▶ _What you need to do_: Go to the line that contains "Task: give one point on each instance of the soccer" and extract it along with every line after it, exactly, through the end of the data below.

==============================

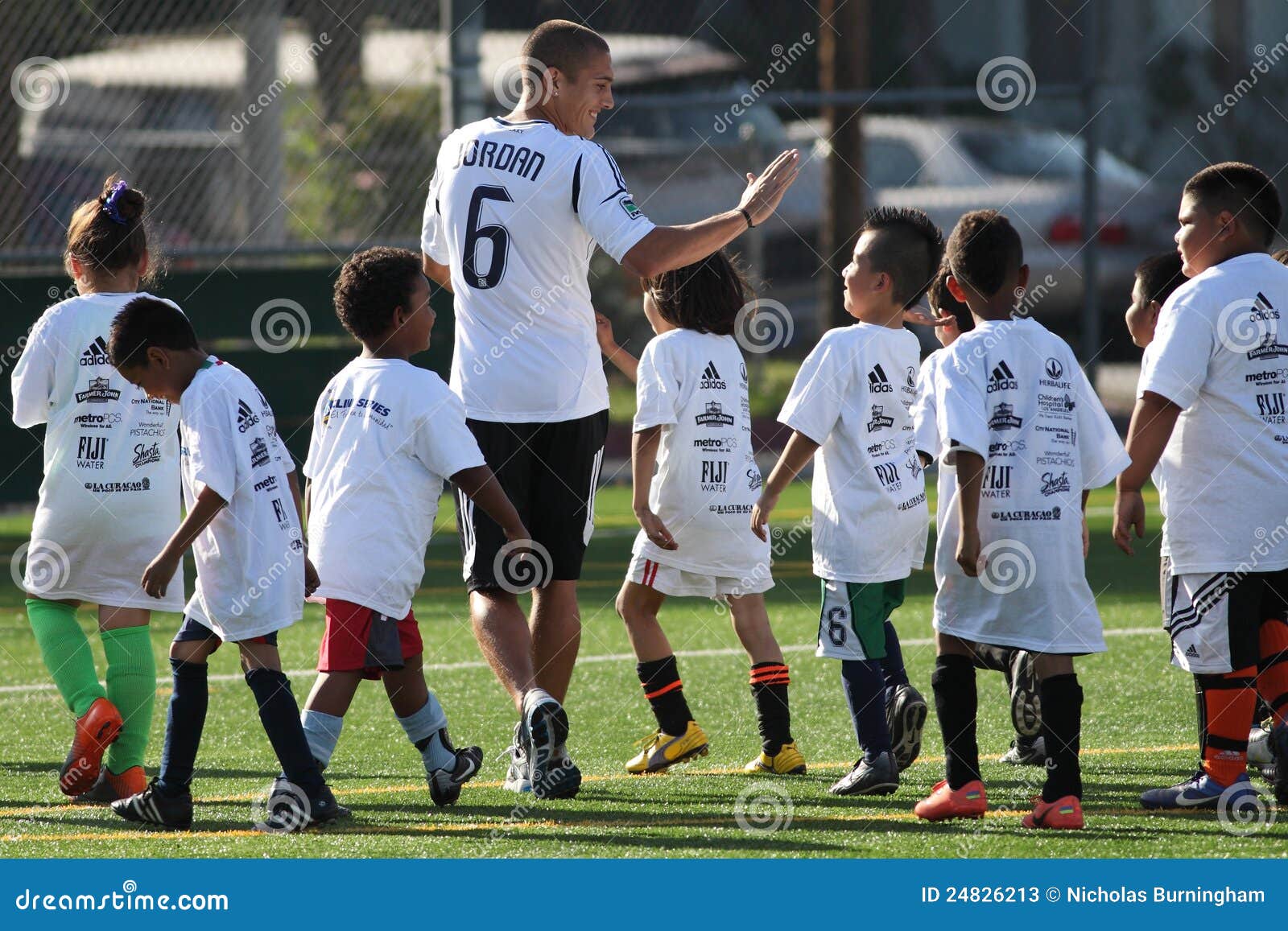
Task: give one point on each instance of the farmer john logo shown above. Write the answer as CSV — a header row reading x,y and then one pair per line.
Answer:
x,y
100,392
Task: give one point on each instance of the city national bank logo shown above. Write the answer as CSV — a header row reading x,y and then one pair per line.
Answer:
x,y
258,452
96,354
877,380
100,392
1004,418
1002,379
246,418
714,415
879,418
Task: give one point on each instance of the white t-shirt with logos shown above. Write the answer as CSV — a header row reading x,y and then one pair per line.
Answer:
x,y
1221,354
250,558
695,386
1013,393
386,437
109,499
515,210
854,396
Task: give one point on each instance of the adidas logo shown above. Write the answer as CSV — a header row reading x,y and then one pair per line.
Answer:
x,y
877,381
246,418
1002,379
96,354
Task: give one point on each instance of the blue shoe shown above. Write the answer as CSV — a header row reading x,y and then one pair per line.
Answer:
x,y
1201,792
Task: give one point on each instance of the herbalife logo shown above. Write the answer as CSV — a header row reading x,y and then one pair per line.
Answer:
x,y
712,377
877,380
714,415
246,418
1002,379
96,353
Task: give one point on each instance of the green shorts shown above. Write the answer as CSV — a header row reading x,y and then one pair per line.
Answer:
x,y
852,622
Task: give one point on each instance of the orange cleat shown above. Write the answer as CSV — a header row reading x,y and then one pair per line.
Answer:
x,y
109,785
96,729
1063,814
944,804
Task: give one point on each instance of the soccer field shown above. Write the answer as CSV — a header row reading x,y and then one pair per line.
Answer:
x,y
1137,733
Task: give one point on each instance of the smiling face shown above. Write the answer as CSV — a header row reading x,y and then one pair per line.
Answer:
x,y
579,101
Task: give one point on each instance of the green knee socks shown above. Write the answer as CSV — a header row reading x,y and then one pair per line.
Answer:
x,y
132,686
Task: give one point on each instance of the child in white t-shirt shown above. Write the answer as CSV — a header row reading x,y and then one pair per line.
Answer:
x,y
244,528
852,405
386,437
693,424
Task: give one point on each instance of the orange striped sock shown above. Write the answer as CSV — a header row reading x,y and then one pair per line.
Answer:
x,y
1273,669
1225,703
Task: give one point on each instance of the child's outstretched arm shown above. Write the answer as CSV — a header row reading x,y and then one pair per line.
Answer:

==============================

▶ _Answer in full_:
Task: give one point on each instance of the soccer field shown above. Write the answer as CSV — a header row reading x,y and then one pair per line.
Answer:
x,y
1137,733
Task: give one point on each instance of the smiling face shown above. Write the answer as CSV — a header row reading x,y and then one pair per line.
Answer:
x,y
579,101
Task: give one point on each instance of the green knee socks shown above. Write the answer as CSV — a header row reading x,y and then one pair per line.
Answer:
x,y
132,686
Task: give one point on each instance of the child in white t-shirt shown above. Write the answer as CSV — a header row reading x,y and then one pair per line.
Answer:
x,y
244,528
852,405
386,437
693,424
Task: give one point on each instance of the orange striped sock shown above. Write the answer as CSV — a header row reading x,y and then one pair per line.
Answer:
x,y
1273,669
1225,703
Task: give one point on each instance of the child's outstretched arm shown above. Write the answer as CSV — a header row reading x,y and then one pair per line.
Answer:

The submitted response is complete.